- **What the exercise asks**: In the listing below, locate the line containing "Question. For every instance of the drop"; reproduce that line and all lines that follow it, unchanged.

-- START Records for this exercise --

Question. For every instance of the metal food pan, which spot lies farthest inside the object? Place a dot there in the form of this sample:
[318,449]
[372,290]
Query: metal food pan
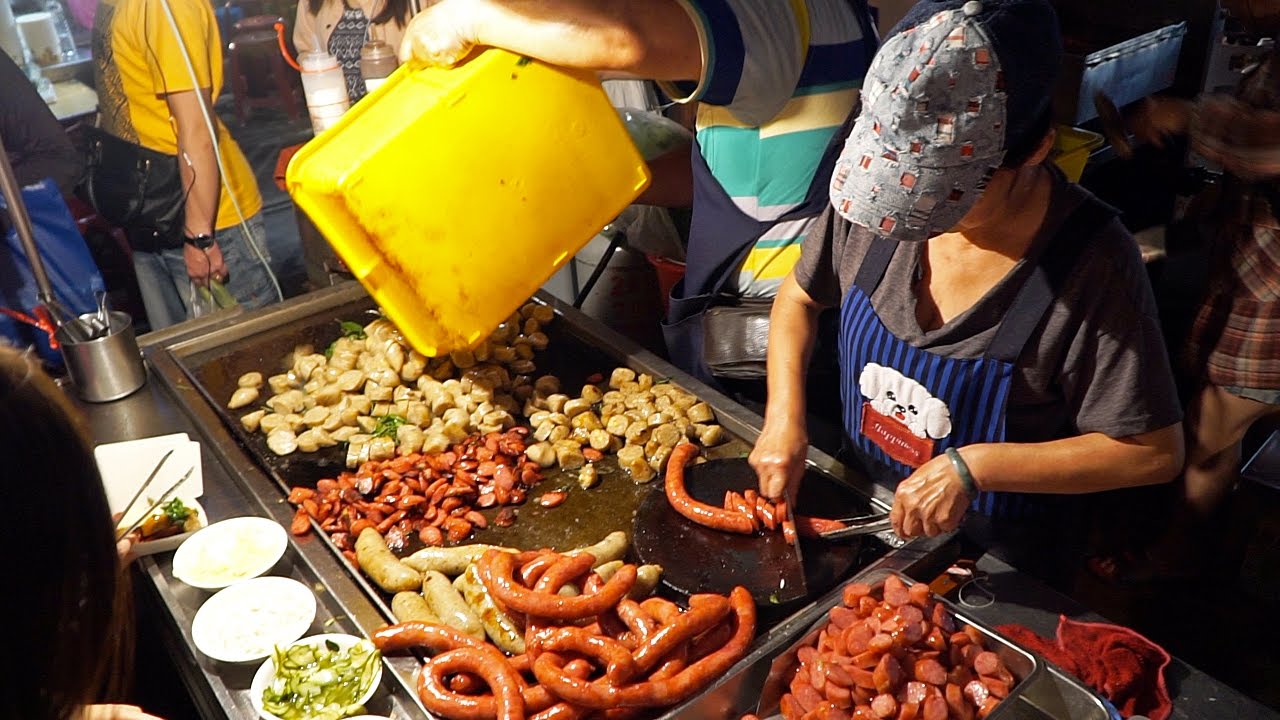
[1025,666]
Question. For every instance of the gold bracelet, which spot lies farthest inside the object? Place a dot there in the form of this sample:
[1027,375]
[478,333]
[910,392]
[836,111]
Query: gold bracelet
[963,470]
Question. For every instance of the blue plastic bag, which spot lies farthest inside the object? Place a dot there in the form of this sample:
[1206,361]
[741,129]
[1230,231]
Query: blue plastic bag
[72,272]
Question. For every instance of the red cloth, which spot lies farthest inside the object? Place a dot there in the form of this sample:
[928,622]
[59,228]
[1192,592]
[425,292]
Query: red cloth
[1124,666]
[282,164]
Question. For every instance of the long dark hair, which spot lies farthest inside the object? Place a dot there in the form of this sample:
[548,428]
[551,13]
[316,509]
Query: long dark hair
[65,597]
[392,10]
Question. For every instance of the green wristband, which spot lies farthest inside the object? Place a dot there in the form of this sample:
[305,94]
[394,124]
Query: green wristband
[963,470]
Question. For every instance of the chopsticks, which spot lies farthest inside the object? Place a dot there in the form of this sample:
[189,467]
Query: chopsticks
[164,499]
[144,488]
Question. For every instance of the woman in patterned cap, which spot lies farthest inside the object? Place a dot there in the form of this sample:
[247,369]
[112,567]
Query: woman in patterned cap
[1234,346]
[999,345]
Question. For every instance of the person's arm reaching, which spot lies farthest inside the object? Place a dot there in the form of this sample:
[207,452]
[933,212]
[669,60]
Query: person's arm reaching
[650,39]
[672,180]
[306,31]
[780,451]
[933,500]
[200,174]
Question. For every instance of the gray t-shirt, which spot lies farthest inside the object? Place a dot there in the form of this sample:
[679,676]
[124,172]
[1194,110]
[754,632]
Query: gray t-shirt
[1096,363]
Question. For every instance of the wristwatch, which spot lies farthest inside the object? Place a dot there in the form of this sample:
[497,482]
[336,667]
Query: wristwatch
[202,241]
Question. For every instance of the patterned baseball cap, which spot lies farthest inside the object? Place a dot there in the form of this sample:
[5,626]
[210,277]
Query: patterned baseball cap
[954,86]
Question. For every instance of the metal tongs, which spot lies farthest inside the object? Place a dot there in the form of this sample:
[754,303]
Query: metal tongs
[855,527]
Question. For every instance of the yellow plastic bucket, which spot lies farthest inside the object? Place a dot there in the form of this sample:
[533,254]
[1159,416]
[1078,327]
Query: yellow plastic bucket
[1072,150]
[455,194]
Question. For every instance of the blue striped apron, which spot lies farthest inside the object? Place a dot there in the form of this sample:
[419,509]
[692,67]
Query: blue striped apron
[904,405]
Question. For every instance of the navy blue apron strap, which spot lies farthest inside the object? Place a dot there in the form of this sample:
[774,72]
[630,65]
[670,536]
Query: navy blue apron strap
[1051,270]
[722,264]
[874,264]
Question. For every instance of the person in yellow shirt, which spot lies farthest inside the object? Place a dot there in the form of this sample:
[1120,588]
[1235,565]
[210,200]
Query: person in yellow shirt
[159,68]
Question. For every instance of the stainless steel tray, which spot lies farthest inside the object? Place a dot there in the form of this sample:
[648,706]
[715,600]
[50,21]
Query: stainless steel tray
[1020,662]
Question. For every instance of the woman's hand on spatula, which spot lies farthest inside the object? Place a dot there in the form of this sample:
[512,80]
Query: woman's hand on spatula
[778,458]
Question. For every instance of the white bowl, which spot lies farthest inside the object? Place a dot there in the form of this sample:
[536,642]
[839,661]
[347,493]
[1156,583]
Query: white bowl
[246,620]
[266,673]
[229,551]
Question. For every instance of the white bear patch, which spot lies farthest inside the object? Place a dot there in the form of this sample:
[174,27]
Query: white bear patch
[894,395]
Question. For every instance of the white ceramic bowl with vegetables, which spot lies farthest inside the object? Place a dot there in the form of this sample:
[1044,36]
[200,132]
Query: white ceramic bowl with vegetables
[319,678]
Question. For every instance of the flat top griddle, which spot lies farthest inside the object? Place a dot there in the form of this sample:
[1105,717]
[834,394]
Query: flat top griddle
[696,559]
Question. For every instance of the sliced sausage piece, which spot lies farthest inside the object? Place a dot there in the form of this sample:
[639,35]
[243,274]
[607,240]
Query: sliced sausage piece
[854,592]
[867,605]
[841,697]
[941,616]
[863,712]
[956,703]
[987,662]
[887,674]
[885,706]
[895,592]
[931,671]
[909,614]
[881,642]
[790,709]
[919,593]
[977,693]
[842,616]
[839,675]
[807,655]
[936,639]
[828,711]
[996,687]
[863,678]
[915,692]
[807,696]
[935,707]
[856,638]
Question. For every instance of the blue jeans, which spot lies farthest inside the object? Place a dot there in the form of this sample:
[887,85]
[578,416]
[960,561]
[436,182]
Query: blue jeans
[167,287]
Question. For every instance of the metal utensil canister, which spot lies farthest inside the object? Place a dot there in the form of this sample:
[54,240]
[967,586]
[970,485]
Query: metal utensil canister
[109,367]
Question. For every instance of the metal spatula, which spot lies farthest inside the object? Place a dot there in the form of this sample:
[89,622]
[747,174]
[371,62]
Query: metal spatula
[855,527]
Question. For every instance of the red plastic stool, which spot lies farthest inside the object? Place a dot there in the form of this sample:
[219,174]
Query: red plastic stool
[254,49]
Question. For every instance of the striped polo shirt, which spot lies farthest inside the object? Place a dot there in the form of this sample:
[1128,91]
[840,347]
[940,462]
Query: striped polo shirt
[778,80]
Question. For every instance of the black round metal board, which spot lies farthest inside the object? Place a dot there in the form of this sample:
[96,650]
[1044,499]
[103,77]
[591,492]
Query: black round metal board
[696,559]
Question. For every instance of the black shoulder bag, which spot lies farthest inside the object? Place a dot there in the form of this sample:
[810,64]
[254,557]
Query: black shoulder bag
[136,188]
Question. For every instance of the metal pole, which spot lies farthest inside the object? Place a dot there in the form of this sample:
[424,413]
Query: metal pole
[22,223]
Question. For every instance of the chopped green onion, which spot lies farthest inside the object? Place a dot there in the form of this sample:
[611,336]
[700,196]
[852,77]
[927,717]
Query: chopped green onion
[320,682]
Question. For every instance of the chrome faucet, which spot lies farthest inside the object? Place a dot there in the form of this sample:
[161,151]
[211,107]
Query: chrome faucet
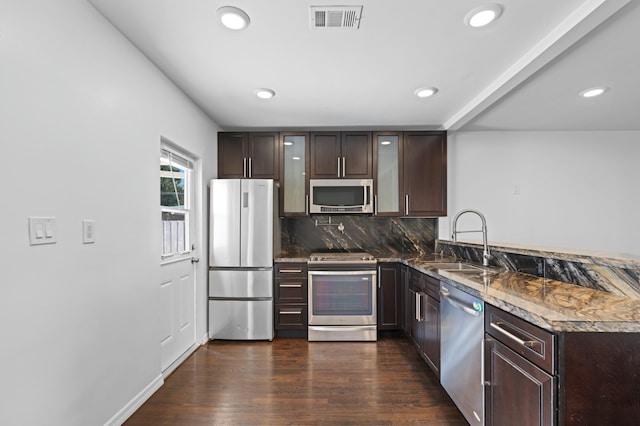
[485,252]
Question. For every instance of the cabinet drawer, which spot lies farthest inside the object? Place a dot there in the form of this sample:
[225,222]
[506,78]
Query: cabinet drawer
[287,270]
[531,342]
[291,291]
[290,317]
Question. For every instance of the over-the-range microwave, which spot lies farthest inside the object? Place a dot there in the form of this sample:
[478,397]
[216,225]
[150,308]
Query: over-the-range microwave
[339,196]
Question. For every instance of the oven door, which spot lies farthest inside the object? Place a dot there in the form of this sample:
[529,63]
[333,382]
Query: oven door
[342,297]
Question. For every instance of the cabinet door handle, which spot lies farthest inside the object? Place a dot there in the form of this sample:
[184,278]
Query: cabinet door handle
[483,381]
[419,316]
[529,344]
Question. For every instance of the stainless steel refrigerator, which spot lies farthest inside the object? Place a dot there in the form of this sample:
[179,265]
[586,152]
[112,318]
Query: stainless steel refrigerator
[243,222]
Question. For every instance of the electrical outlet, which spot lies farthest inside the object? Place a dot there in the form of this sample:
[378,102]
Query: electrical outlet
[88,231]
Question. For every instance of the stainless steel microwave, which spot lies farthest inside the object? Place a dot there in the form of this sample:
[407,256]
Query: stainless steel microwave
[338,196]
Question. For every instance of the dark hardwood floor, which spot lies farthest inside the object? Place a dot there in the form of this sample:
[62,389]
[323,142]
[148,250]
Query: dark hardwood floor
[292,381]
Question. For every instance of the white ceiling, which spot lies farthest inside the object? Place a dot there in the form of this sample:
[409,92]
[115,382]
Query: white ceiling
[547,50]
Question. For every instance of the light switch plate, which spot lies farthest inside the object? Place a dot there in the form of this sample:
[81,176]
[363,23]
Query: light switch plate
[42,230]
[88,231]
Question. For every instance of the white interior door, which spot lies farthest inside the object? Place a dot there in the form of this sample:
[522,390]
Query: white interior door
[178,279]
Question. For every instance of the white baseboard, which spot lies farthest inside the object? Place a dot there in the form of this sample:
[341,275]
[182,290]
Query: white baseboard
[121,416]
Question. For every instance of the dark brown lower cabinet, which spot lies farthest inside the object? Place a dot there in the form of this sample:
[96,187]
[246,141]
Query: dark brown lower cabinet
[424,328]
[518,392]
[290,299]
[536,377]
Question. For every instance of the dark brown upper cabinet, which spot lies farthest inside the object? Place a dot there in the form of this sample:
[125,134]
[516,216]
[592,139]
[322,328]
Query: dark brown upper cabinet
[425,174]
[341,155]
[294,163]
[248,155]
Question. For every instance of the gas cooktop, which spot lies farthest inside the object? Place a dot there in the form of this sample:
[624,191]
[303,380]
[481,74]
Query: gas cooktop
[342,257]
[341,260]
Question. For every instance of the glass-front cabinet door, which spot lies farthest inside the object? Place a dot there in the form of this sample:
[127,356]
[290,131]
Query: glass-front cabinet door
[387,179]
[294,200]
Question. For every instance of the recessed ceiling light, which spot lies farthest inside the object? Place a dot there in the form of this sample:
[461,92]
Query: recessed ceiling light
[425,92]
[233,18]
[483,15]
[594,91]
[265,93]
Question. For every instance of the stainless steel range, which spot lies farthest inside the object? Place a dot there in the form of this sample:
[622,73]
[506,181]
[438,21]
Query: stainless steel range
[342,297]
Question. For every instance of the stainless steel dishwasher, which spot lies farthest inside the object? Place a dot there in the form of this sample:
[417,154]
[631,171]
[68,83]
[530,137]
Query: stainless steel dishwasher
[461,351]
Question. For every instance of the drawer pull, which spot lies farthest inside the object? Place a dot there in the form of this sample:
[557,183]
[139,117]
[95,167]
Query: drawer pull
[530,344]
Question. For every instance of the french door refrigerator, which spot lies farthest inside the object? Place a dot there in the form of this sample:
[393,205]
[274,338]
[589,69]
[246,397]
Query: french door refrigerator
[243,221]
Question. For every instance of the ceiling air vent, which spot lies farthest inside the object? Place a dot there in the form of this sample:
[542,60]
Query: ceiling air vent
[335,17]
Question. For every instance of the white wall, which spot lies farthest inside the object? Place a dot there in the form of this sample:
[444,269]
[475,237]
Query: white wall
[82,113]
[578,190]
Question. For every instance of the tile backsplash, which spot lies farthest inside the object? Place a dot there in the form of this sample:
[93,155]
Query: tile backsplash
[376,235]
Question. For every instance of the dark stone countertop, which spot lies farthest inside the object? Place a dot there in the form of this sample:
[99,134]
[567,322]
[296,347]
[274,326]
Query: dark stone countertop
[552,305]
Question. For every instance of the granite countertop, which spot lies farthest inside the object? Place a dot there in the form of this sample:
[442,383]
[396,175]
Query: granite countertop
[552,305]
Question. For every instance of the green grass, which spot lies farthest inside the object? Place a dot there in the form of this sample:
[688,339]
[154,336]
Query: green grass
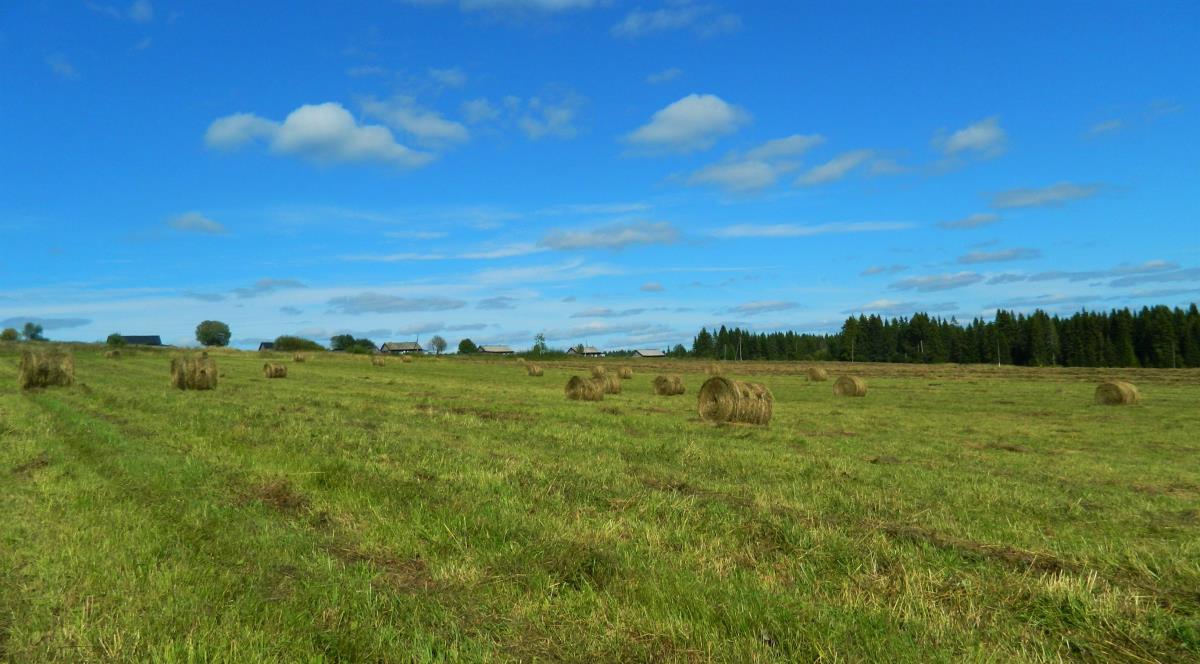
[461,510]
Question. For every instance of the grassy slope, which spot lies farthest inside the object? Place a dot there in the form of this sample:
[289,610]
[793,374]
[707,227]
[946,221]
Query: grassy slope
[462,510]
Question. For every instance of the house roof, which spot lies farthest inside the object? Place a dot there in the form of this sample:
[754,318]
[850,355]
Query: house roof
[401,346]
[495,350]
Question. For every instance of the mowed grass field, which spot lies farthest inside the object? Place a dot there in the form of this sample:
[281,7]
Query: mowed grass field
[454,509]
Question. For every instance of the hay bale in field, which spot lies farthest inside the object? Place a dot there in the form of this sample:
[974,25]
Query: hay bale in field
[583,389]
[1117,393]
[669,386]
[198,374]
[735,401]
[46,369]
[850,386]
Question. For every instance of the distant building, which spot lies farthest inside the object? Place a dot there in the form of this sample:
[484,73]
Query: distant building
[496,350]
[587,352]
[401,347]
[142,340]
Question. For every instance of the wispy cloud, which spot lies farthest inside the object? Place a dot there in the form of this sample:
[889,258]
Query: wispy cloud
[1042,197]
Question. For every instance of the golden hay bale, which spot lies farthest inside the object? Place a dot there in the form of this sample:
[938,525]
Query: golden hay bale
[583,389]
[725,400]
[1117,393]
[669,386]
[46,369]
[198,374]
[850,386]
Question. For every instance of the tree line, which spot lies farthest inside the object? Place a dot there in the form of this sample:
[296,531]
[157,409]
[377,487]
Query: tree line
[1155,336]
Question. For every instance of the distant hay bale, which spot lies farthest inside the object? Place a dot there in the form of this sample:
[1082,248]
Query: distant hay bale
[669,386]
[46,369]
[1117,393]
[193,374]
[611,383]
[735,401]
[583,389]
[850,386]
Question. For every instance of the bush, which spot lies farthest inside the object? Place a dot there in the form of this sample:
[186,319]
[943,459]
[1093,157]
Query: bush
[289,344]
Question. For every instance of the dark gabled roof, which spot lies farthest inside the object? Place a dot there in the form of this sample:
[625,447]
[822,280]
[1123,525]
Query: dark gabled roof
[400,346]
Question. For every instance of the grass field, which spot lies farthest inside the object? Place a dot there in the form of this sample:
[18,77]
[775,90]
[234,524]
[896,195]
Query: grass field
[460,510]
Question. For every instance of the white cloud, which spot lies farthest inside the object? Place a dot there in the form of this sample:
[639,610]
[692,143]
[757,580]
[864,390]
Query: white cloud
[702,18]
[937,282]
[1042,197]
[971,221]
[450,77]
[61,66]
[664,76]
[797,231]
[613,237]
[835,168]
[1017,253]
[426,126]
[196,222]
[688,125]
[985,137]
[324,132]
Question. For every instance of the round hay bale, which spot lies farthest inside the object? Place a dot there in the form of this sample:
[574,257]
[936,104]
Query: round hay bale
[669,386]
[193,374]
[1117,393]
[850,386]
[583,389]
[45,369]
[725,400]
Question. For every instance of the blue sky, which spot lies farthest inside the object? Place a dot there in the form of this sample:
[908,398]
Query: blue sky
[617,173]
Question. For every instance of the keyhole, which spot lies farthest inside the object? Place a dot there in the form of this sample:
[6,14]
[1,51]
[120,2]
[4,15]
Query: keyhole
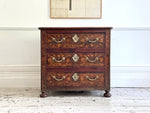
[70,4]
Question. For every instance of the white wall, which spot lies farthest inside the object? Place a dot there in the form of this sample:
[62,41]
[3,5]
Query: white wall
[35,13]
[20,40]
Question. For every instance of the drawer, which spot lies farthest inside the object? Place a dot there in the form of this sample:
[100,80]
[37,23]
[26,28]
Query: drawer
[75,59]
[87,40]
[70,80]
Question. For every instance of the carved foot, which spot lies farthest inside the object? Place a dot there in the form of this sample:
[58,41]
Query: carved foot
[43,95]
[107,93]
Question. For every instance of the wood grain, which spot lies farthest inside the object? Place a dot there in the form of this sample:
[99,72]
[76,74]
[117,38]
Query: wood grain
[68,48]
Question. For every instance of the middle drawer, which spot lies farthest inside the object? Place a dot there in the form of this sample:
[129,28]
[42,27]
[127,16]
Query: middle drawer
[75,59]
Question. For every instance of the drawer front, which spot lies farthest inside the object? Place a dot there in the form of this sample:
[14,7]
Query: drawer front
[69,80]
[75,59]
[91,40]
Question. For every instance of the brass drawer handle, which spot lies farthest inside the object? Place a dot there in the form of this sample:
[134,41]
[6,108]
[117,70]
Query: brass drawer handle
[92,41]
[54,77]
[91,60]
[90,79]
[58,61]
[58,41]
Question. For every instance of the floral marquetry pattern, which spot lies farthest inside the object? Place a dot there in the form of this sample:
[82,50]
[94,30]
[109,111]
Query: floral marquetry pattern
[96,79]
[75,40]
[75,59]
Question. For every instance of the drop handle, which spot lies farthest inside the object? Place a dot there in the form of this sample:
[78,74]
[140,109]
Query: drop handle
[58,41]
[92,41]
[91,79]
[55,78]
[91,61]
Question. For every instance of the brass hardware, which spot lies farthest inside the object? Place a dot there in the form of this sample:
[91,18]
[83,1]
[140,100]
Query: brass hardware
[58,61]
[75,38]
[54,77]
[91,60]
[75,76]
[90,79]
[92,41]
[54,39]
[75,57]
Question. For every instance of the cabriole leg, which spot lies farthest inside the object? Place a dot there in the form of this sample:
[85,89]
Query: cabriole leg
[107,93]
[43,94]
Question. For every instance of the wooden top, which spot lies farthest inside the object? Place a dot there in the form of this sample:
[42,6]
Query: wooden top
[62,28]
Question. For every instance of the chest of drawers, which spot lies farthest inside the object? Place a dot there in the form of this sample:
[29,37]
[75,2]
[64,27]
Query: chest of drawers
[75,59]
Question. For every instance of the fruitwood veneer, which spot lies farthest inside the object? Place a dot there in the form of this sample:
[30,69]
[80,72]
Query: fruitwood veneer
[75,59]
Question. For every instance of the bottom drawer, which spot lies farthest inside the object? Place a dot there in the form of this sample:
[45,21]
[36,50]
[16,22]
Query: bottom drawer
[74,80]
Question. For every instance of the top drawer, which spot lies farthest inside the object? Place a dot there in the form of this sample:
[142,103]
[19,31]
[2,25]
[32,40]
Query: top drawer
[83,40]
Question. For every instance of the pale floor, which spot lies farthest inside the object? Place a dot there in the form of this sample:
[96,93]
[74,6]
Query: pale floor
[123,100]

-- END Records for this exercise --

- **Correct output**:
Question. For every instance of the drop handle, which spot lies farthest inside the object? Place a dot there in the form of this sample:
[78,74]
[140,109]
Query: drop handle
[58,41]
[92,41]
[91,79]
[55,78]
[91,61]
Question. For every instance of the brass hardware, which spot lies farthest inside the object? Place a dot there in the form of this sample:
[91,18]
[83,1]
[140,100]
Query: brass hardware
[58,61]
[75,38]
[54,77]
[91,60]
[75,76]
[90,79]
[92,41]
[54,39]
[75,57]
Question. For every instance of the cabriole leg, which spot lies farthest inside the object? Place a dot there in the form of this sample:
[85,89]
Query: cabriole leg
[107,93]
[43,94]
Question. For every instance of the wooden top, which spot lies farthest inside the object? Place a dot there in the form of this sample:
[42,6]
Query: wooden top
[62,28]
Question. For every instance of the chest of drawers, which spot lies farthest inside the object? Place a dot there in the form of this sample:
[29,37]
[75,2]
[64,27]
Query: chest of drawers
[75,59]
Question. For every instance of the fruitwood veneer, which spot lies farthest inside the object? Place a dot there in the form of this sample:
[30,69]
[80,72]
Query: fruitwood veneer
[75,59]
Question. For every instance of the bottom drawer, which spot lies farthest inside the object? Place a dot there in the form of this sample:
[45,21]
[36,50]
[16,22]
Query: bottom drawer
[74,80]
Question. For every instance of the top drawer, which spot lies farthest inside the object? Place a dot there in the form of this sample:
[142,103]
[19,31]
[2,25]
[32,40]
Query: top drawer
[83,40]
Question. For every instance of the pale floor, which spot lies farthest inside the object? Place a dot there in the form of this sample:
[96,93]
[74,6]
Query: pale floor
[123,100]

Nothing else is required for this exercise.